-- Source --
********************

PyTorch-IE: State-of-the-art Information Extraction in PyTorch

🤯 What's this about?

This is an experimental framework that aims to combine the lessons learned from five years of information extraction research.

Focus on the core task: The main goal is to develop information extraction methods not dataset loading and evaluation logic. We use external well-maintained libraries for non-core functionality. PyTorch-Lightning for training and logging, Huggingface datasets for dataset reading, and Huggingface evaluate for evaluation (coming soon).
Sharing is caring: Being able to quickly and easily share models is key to promote your work and facilitate further research. All models developed in PyTorch-IE can be easily shared via the Huggingface model hub. This further allows to quickly build demos based on Huggingface spaces, gradio or streamlit.
Unified document format: A unified document format allows for quick experimentation on any dataset or task.
Beyond sentence level: Most information extraction frameworks assume text inputs at a sentence granularity. We do not make any assumption on the granularity but generally aim for document-level information extraction.
Beyond unstructured text: Unstructured text is only one possible area for information extraction. We developed the framework to also support information extraction from semi-structured text (e.g. HTML), two-dimensional text (e.g. OCR'd images), and images.
Character-level annotation and evaluation: Many information extraction frameworks annotate and evaluate on a token level. We believe that annotation and evaluation should be done on a character level as this also considers the suitability of the tokenizer for the task.
Make no assumptions on the structure of models: The last years have seen many different and creative approaches to information extraction and a framework that imposes a structure on those will most certainly be to limiting. With PyTorch-iE you have full control over how a document is prepared for a model and how the model is structured. The logic is self-contained and thus can be easily shared and inspected by others. The only assumption we make is that the input is a document and the output are targets (training) or annotations (inference).

🔭 Demos

Task	Link
Named Entity Recognition (Span-based)

********************

-- Data segment --
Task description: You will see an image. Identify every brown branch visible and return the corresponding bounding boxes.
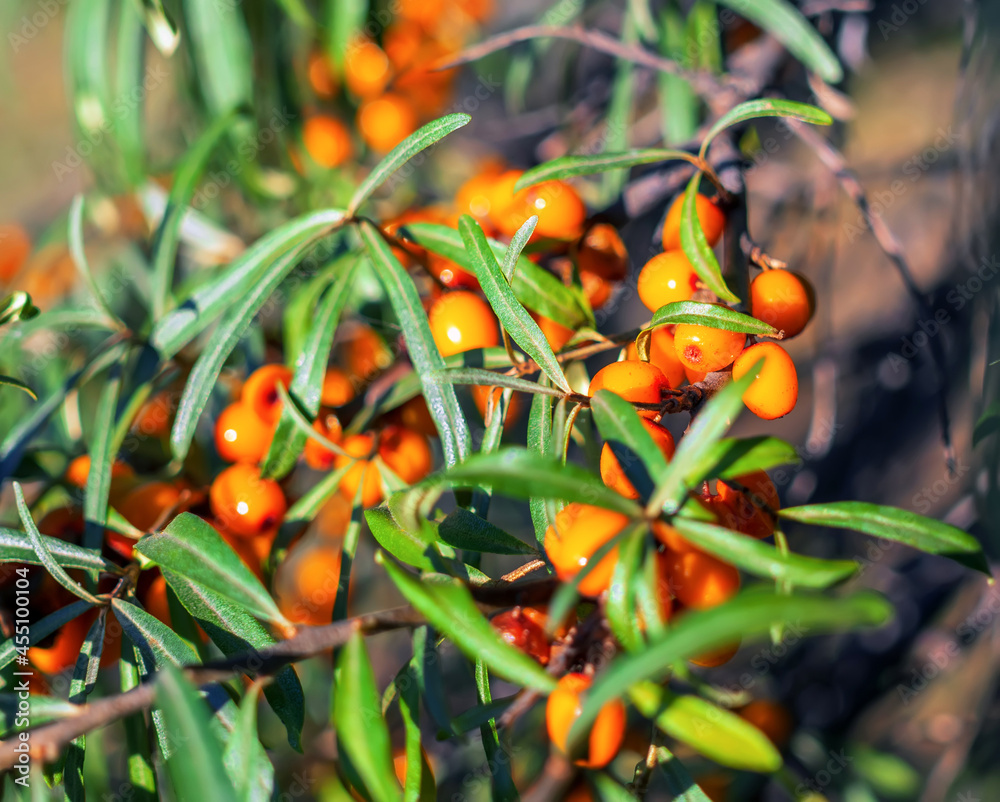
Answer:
[430,25,725,97]
[787,119,955,468]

********************

-- Tasks and exercises --
1 - Echo back the part of the PyTorch-IE overview starting with "Character-level annotation and" and going on through "Entity Recognition (Span-based)".
2 - Which external libraries does the PyTorch-IE overview name for handling non-core functionality?
3 - Go on with the PyTorch-IE overview from the point where it stops.

-- Responses for each task --
1 -
Character-level annotation and evaluation: Many information extraction frameworks annotate and evaluate on a token level. We believe that annotation and evaluation should be done on a character level as this also considers the suitability of the tokenizer for the task.
Make no assumptions on the structure of models: The last years have seen many different and creative approaches to information extraction and a framework that imposes a structure on those will most certainly be to limiting. With PyTorch-iE you have full control over how a document is prepared for a model and how the model is structured. The logic is self-contained and thus can be easily shared and inspected by others. The only assumption we make is that the input is a document and the output are targets (training) or annotations (inference).

🔭 Demos

Task	Link
Named Entity Recognition (Span-based)

2 -
PyTorch-Lightning
Huggingface datasets
Huggingface evaluate

3 -
Joint Named Entity Recognition and Relation Classification

🚀️ Quickstart

$ pip install pytorch-ie

⚡️ Examples: Prediction

The following examples work out of the box. No further setup like manually downloading a model is needed!

Note: Setting num_workers=0 in the pipeline is only necessary when running an example in an interactive python session. The reason is that multiprocessing doesn't play well with the interactive python interpreter, see here for details.

Span-classification-based Named Entity Recognition

from dataclasses import dataclass

from pytorch_ie.annotations import LabeledSpan
from pytorch_ie.auto import AutoPipeline
from pytorch_ie.core import AnnotationList, annotation_field
from pytorch_ie.documents import TextDocument

@dataclass
class ExampleDocument(TextDocument):
    entities: AnnotationList[LabeledSpan] = annotation_field(target="text")

document = ExampleDocument(
    "“Making a super tasty alt-chicken wing is only half of it,” said Po Bronson, general partner at SOSV and managing director of IndieBio."
)

# see below for the long version
ner_pipeline = AutoPipeline.from_pretrained("pie/example-ner-spanclf-conll03", device=-1, num_workers=0)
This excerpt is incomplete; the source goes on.